Selected text Start Marker
Here's a reasonably compact format for storing a trie on disk. I'll specify it by its (efficient) deserialization algorithm. Initialize a stack whose initial contents are the root node of the trie. Read characters one by one and interpret them as follows. The meaning of a letter A-Z is "allocate a new node, make it a child of the current top of stack, and push the newly allocated node onto the stack". The letter indicates which position the child is in. The meaning of a space is "set the valid flag of the node on top of the stack to true". The meaning of a backspace (\b) is "pop the stack".
For example, the input
TREE \b\bIE \b\b\bOO \b\b\b
gives the word list
TREE
TRIE
TOO
. On your desktop, construct the trie using whichever method and then serialize by the following recursive algorithm (pseudocode).
serialize(node):
if node is valid: put(' ')
for letter in A-Z:
if node has a child under letter:
put(letter)
serialize(child)
put('\b')

This isn't a magic bullet, but you can probably reduce your runtime slightly by doing one big memory allocation instead of a bunch of little ones.
I saw a ~10% speedup in the test code below (C++, not Java, sorry) when I used a "node pool" instead of relying on individual allocations:
#include <string>
#include <fstream>
#define USE_NODE_POOL
#ifdef USE_NODE_POOL
struct Node;
Node *node_pool;
int node_pool_idx = 0;
#endif
struct Node {
void insert(const std::string &s) { insert_helper(s, 0); }
void insert_helper(const std::string &s, int idx) {
if (idx >= s.length()) return;
int char_idx = s[idx] - 'A';
if (children[char_idx] == nullptr) {
#ifdef USE_NODE_POOL
children[char_idx] = &node_pool[node_pool_idx++];
#else
children[char_idx] = new Node();
#endif
}
children[char_idx]->insert_helper(s, idx + 1);
}
Node *children[26] = {};
};
int main() {
#ifdef USE_NODE_POOL
node_pool = new Node[400000];
#endif
Node n;
std::ifstream fin("TWL06.txt");
std::string word;
while (fin >> word) n.insert(word);
}

Tries that prealloate space all possible children (256) have a huge amount of wasted space. You are making your cache cry. Store those pointers to children in a resizable data structure.
Selected text End Marker
■ Activity:
Copy the text on tries above in full, character for character.
Source information Start Marker
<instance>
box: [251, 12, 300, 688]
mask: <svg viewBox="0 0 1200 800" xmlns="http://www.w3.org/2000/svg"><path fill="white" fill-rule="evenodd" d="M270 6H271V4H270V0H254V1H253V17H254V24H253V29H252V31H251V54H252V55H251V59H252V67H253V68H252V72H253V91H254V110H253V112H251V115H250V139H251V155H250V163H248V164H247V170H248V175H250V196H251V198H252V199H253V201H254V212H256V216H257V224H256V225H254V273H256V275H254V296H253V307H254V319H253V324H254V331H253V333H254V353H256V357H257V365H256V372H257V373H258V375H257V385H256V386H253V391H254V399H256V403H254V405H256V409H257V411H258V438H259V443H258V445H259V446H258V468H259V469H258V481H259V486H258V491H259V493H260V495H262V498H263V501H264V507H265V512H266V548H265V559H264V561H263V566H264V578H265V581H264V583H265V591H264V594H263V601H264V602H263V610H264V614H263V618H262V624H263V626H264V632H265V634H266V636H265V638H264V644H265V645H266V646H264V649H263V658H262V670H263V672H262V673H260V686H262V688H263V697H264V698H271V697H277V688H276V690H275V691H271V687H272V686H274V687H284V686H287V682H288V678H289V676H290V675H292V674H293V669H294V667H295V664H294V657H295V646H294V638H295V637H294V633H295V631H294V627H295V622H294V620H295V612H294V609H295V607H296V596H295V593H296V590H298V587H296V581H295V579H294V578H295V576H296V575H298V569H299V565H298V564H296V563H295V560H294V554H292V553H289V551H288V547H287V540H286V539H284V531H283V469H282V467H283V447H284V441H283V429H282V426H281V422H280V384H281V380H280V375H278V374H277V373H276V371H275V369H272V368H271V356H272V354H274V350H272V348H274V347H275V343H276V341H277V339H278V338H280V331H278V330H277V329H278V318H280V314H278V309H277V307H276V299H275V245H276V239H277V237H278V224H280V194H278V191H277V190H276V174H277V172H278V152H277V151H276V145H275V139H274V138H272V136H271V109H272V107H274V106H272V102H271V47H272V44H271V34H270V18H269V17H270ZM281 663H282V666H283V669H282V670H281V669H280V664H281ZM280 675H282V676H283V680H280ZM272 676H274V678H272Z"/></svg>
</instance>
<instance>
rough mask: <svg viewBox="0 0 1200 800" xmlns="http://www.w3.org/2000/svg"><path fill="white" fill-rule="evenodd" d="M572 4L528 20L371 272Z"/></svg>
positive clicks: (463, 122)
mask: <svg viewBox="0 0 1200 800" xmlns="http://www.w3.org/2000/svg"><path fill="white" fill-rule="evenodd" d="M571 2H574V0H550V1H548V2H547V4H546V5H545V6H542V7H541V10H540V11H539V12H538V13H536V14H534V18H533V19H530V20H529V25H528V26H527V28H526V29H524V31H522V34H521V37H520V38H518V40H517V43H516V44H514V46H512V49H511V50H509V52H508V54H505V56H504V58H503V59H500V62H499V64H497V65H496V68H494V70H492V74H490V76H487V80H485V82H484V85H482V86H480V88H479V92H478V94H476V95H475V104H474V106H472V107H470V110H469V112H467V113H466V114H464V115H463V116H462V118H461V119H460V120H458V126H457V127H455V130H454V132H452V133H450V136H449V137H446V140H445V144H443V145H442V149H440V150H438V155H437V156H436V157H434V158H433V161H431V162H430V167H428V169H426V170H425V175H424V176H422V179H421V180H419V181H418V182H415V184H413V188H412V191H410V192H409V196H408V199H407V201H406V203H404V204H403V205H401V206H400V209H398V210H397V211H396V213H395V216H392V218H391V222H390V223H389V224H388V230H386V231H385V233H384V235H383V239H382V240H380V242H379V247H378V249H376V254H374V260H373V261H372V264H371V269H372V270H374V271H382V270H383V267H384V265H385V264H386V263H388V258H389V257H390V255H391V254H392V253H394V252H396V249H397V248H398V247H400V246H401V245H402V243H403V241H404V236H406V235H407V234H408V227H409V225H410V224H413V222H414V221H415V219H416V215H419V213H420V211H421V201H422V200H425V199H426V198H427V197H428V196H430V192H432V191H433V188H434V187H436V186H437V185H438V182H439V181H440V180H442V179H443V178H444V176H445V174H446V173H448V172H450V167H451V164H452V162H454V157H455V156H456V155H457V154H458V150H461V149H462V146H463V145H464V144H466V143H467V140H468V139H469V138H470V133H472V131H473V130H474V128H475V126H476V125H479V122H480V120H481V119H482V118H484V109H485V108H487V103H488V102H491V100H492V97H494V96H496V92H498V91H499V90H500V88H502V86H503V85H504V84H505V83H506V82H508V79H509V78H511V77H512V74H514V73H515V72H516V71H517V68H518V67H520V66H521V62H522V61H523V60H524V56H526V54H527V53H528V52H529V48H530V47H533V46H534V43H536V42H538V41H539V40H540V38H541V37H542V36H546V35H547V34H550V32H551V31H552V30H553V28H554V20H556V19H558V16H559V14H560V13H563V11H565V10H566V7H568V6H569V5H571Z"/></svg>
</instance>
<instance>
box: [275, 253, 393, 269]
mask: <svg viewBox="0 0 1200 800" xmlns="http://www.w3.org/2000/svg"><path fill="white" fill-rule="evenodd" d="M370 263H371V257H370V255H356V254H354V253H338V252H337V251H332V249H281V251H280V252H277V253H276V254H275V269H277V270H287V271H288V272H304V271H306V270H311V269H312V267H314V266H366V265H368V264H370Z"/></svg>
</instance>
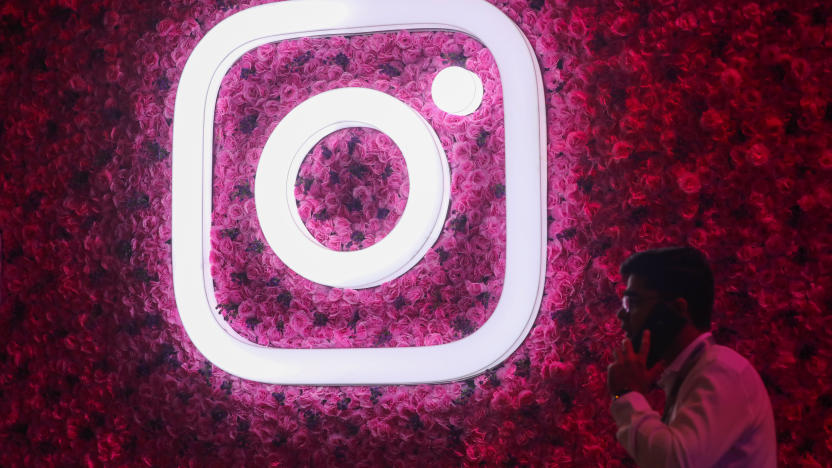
Source information End Marker
■ Solution to the exercise:
Here's a reasonably compact format for storing a trie on disk. I'll specify it by its (efficient) deserialization algorithm. Initialize a stack whose initial contents are the root node of the trie. Read characters one by one and interpret them as follows. The meaning of a letter A-Z is "allocate a new node, make it a child of the current top of stack, and push the newly allocated node onto the stack". The letter indicates which position the child is in. The meaning of a space is "set the valid flag of the node on top of the stack to true". The meaning of a backspace (\b) is "pop the stack".
For example, the input
TREE \b\bIE \b\b\bOO \b\b\b
gives the word list
TREE
TRIE
TOO
. On your desktop, construct the trie using whichever method and then serialize by the following recursive algorithm (pseudocode).
serialize(node):
if node is valid: put(' ')
for letter in A-Z:
if node has a child under letter:
put(letter)
serialize(child)
put('\b')

This isn't a magic bullet, but you can probably reduce your runtime slightly by doing one big memory allocation instead of a bunch of little ones.
I saw a ~10% speedup in the test code below (C++, not Java, sorry) when I used a "node pool" instead of relying on individual allocations:
#include <string>
#include <fstream>
#define USE_NODE_POOL
#ifdef USE_NODE_POOL
struct Node;
Node *node_pool;
int node_pool_idx = 0;
#endif
struct Node {
void insert(const std::string &s) { insert_helper(s, 0); }
void insert_helper(const std::string &s, int idx) {
if (idx >= s.length()) return;
int char_idx = s[idx] - 'A';
if (children[char_idx] == nullptr) {
#ifdef USE_NODE_POOL
children[char_idx] = &node_pool[node_pool_idx++];
#else
children[char_idx] = new Node();
#endif
}
children[char_idx]->insert_helper(s, idx + 1);
}
Node *children[26] = {};
};
int main() {
#ifdef USE_NODE_POOL
node_pool = new Node[400000];
#endif
Node n;
std::ifstream fin("TWL06.txt");
std::string word;
while (fin >> word) n.insert(word);
}

Tries that prealloate space all possible children (256) have a huge amount of wasted space. You are making your cache cry. Store those pointers to children in a resizable data structure.